▸ **WHAT YOU SHOULD DO**
Rewrite the data from the line with "Find the foil" to the line with "[(170, 276), (128, 116)]", keeping every request unchanged. Multiply each x and y coordinate in the answers by 1.9, rounding to the nearest whole number with halves going up.

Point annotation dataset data

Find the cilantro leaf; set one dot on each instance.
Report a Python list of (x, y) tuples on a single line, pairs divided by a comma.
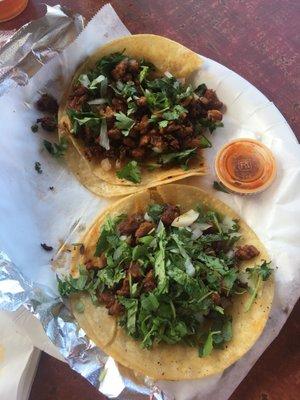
[(258, 275), (131, 172), (207, 347), (144, 72)]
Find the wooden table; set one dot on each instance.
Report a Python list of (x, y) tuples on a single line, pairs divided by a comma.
[(257, 39)]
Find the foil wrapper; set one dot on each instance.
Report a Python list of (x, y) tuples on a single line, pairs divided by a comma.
[(28, 206), (36, 43), (62, 329)]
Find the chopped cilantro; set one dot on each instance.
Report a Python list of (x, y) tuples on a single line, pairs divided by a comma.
[(131, 172), (34, 128), (37, 167), (124, 123)]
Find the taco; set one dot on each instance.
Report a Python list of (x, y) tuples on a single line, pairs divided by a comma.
[(171, 283), (133, 118)]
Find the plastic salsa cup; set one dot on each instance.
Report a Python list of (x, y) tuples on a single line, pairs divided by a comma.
[(245, 166)]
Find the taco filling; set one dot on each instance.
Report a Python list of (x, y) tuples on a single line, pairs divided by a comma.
[(170, 276), (128, 116)]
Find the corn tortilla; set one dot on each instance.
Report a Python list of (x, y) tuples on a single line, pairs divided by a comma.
[(166, 55), (174, 362)]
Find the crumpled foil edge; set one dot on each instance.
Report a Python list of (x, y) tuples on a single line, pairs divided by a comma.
[(62, 329)]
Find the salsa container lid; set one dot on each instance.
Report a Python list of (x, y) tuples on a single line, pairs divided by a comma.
[(245, 166)]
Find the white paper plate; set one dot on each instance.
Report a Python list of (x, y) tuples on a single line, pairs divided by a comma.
[(31, 214)]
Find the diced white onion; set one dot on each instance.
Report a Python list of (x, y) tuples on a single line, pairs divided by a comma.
[(185, 219)]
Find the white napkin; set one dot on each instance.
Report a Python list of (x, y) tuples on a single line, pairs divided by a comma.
[(31, 214)]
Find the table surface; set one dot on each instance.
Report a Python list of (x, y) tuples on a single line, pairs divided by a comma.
[(259, 39)]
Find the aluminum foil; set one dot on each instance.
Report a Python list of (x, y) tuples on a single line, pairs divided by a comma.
[(36, 43), (62, 329), (31, 197)]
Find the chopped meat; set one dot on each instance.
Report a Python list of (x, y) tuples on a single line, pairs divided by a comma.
[(129, 142), (204, 101), (120, 69), (48, 123), (133, 66), (196, 109), (158, 144), (116, 309), (114, 134), (214, 102), (216, 298), (214, 115), (108, 113), (174, 144), (149, 283), (218, 246), (246, 252), (135, 270), (130, 224), (47, 103), (124, 289), (127, 78), (169, 214), (172, 127), (192, 143), (107, 297), (78, 97), (143, 124), (138, 153), (144, 229)]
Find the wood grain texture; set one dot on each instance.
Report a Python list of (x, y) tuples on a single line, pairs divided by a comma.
[(259, 39)]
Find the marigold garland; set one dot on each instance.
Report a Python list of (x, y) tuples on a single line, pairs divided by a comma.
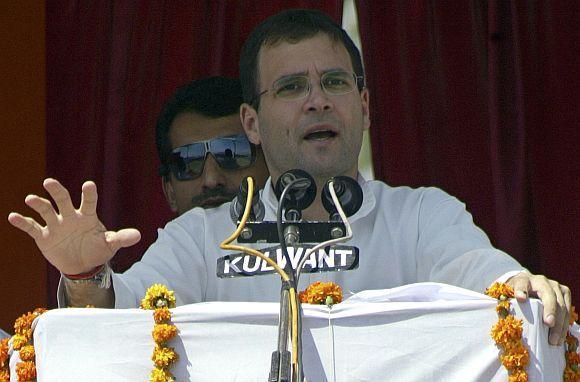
[(4, 361), (321, 293), (160, 299), (507, 334), (572, 369)]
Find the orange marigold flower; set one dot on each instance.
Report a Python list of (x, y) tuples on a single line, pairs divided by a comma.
[(571, 342), (161, 375), (518, 375), (503, 308), (18, 341), (26, 371), (4, 352), (496, 290), (27, 353), (163, 357), (515, 360), (163, 333), (571, 375), (161, 315), (4, 376), (572, 357), (321, 293), (158, 296), (507, 330)]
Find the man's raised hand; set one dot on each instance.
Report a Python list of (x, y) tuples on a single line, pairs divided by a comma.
[(73, 240)]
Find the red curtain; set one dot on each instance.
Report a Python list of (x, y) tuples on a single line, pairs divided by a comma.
[(110, 66), (480, 98)]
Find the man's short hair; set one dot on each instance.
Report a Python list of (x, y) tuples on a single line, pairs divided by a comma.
[(291, 26), (212, 97)]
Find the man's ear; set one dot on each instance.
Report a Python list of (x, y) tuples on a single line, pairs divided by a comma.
[(250, 123), (169, 194), (364, 94)]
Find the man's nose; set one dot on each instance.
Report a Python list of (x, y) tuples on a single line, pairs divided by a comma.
[(317, 99), (213, 175)]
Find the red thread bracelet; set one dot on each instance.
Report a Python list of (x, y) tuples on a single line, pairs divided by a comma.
[(86, 275)]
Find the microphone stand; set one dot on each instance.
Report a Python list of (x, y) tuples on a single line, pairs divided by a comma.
[(280, 367)]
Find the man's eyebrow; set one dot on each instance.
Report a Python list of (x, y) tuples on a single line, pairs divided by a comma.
[(287, 76), (305, 73)]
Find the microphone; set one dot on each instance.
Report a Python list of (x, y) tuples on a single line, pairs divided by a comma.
[(300, 196), (238, 205), (349, 194)]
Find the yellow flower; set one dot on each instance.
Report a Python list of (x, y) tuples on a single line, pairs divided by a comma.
[(571, 375), (4, 376), (514, 360), (158, 296), (518, 376), (161, 375), (162, 315), (163, 333), (571, 342), (4, 352), (321, 293), (27, 353), (573, 315), (18, 341), (572, 357), (163, 357), (507, 330), (26, 371), (498, 290)]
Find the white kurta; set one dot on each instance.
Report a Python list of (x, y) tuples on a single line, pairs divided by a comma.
[(404, 236)]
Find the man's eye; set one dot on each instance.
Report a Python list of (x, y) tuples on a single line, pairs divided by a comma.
[(291, 88), (337, 83)]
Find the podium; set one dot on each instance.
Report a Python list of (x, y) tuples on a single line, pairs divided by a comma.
[(418, 332)]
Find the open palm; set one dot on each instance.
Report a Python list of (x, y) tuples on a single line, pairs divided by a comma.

▸ **TASK RESPONSE**
Find the foil wrapper; set one dot on each instance.
Report a Python list of (x, y) tuples on a single line, pairs divided by a comma.
[(53, 391), (68, 82), (118, 625)]
Find the chopped cilantro; set one dot on each instance.
Report a Python list of (x, y) tuples on a single line, pairs divided by a comma.
[(249, 327), (65, 243), (70, 317), (236, 234)]
Find the taco; set one dot on each instance.
Report a Python list of (x, y) tuples on a single line, pairs divided by a comma.
[(325, 538), (253, 224)]
Find the plastic salsa cup; set one dot on each instance.
Report a Python list of (x, y) tuples on a single line, pairs divided by a comma.
[(466, 315)]
Find the taco filling; set one dot on each instance.
Report a Python list of (x, y) tuples on a single line, pairs divided by a comma.
[(323, 524), (243, 220)]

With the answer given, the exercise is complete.